→ **The request**
Please extract the lines starting at the one that contains "# test: mark the rear door, one" and ending at the one that contains "point(296, 114)", and copy them without any change.

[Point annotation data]
○ ○ ○

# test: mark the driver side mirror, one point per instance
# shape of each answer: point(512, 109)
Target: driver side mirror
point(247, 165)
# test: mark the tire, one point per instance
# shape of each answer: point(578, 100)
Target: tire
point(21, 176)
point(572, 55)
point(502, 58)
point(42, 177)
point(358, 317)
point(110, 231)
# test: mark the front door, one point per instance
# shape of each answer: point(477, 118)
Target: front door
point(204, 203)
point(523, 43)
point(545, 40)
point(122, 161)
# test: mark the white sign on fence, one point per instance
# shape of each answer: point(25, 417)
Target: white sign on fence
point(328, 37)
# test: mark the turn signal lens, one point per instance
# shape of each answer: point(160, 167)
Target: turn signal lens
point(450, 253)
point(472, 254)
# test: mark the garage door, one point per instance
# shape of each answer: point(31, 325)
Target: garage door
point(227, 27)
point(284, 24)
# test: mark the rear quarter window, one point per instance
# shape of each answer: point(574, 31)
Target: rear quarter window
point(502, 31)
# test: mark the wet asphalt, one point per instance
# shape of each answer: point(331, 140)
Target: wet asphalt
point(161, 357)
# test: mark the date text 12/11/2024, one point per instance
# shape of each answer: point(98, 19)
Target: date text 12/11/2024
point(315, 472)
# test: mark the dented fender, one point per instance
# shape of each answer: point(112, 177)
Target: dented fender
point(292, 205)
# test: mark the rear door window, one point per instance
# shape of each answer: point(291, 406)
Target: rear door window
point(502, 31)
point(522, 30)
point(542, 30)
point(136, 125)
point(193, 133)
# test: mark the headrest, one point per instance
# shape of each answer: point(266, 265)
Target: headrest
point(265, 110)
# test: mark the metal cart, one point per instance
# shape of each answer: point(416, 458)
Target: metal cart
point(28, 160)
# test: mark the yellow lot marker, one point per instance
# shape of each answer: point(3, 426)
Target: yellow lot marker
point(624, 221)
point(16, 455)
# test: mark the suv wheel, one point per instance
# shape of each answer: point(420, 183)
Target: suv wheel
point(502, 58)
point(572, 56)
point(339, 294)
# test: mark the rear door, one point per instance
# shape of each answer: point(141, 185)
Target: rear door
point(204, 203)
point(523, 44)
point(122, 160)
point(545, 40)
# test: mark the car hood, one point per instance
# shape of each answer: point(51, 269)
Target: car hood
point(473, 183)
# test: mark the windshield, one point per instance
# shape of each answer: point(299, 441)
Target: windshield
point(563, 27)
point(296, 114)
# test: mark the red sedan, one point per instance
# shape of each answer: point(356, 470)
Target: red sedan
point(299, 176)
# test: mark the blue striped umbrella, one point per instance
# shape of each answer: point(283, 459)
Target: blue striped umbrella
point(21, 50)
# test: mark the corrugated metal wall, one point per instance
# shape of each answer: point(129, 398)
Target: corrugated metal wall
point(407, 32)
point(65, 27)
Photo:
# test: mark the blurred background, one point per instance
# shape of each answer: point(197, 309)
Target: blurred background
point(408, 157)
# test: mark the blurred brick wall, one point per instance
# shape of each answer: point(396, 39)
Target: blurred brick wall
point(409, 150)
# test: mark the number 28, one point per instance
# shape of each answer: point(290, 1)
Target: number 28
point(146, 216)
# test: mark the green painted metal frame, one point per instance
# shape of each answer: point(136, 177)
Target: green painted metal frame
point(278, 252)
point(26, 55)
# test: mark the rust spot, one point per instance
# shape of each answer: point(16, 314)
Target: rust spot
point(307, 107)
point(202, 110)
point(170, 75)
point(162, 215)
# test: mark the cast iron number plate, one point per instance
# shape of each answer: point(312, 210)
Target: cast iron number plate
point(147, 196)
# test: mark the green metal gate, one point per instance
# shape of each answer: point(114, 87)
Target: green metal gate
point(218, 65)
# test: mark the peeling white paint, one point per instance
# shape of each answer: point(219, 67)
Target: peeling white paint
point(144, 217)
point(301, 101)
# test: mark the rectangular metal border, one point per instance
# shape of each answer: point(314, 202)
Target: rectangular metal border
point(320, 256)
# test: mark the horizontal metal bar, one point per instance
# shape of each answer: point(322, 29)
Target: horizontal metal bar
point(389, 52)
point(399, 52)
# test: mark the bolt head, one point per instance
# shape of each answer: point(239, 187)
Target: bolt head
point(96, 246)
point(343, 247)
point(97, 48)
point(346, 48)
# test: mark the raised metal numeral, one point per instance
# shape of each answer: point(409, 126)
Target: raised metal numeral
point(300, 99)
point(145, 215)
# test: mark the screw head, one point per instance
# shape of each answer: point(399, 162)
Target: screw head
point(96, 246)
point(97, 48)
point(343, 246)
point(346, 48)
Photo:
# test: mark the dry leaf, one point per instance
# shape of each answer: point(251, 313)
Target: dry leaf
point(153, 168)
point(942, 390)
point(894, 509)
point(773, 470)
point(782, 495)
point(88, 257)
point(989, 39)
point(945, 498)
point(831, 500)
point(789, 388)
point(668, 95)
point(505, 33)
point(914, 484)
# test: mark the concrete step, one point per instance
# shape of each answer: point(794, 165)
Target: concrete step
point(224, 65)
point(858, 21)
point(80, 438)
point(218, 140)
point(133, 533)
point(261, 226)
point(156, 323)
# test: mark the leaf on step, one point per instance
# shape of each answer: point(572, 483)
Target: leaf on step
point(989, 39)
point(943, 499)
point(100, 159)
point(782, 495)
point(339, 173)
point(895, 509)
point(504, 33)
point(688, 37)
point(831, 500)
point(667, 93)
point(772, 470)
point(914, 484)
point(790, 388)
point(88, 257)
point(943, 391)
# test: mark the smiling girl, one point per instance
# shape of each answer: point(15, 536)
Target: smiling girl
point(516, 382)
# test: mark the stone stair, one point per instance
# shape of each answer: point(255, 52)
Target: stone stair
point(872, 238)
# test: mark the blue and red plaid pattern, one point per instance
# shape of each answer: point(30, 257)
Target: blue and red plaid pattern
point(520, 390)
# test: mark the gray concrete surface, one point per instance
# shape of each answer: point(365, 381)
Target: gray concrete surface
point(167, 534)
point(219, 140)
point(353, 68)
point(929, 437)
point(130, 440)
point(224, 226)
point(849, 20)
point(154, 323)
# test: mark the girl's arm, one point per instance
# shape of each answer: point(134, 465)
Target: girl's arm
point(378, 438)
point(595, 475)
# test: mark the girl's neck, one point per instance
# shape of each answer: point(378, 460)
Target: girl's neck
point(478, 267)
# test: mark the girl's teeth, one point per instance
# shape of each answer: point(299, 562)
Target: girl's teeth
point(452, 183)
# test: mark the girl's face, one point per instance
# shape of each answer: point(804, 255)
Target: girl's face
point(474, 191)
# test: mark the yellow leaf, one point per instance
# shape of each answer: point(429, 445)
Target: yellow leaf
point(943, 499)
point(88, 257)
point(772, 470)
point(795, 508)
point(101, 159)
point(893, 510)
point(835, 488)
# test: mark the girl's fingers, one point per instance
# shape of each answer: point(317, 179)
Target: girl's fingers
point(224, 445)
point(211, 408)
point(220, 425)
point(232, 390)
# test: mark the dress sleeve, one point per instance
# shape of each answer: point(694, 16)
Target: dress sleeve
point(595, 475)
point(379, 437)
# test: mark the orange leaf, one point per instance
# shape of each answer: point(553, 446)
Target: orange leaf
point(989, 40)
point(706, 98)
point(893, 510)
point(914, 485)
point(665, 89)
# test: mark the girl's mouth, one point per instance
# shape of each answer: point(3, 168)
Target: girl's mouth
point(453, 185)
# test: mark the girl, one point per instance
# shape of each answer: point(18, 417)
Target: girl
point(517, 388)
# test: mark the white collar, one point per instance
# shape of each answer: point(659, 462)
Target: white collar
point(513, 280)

○ ○ ○

→ **Finished exercise**
# test: mark the rear door, one point per instance
# shape of each answer: point(141, 185)
Target: rear door
point(204, 203)
point(523, 44)
point(122, 160)
point(545, 40)
# test: mark the car hood, one point per instance
# shape of each answer: point(51, 269)
Target: car hood
point(473, 183)
# test: mark the windshield, one point per instance
# shape of each answer: point(299, 441)
Target: windshield
point(563, 27)
point(296, 114)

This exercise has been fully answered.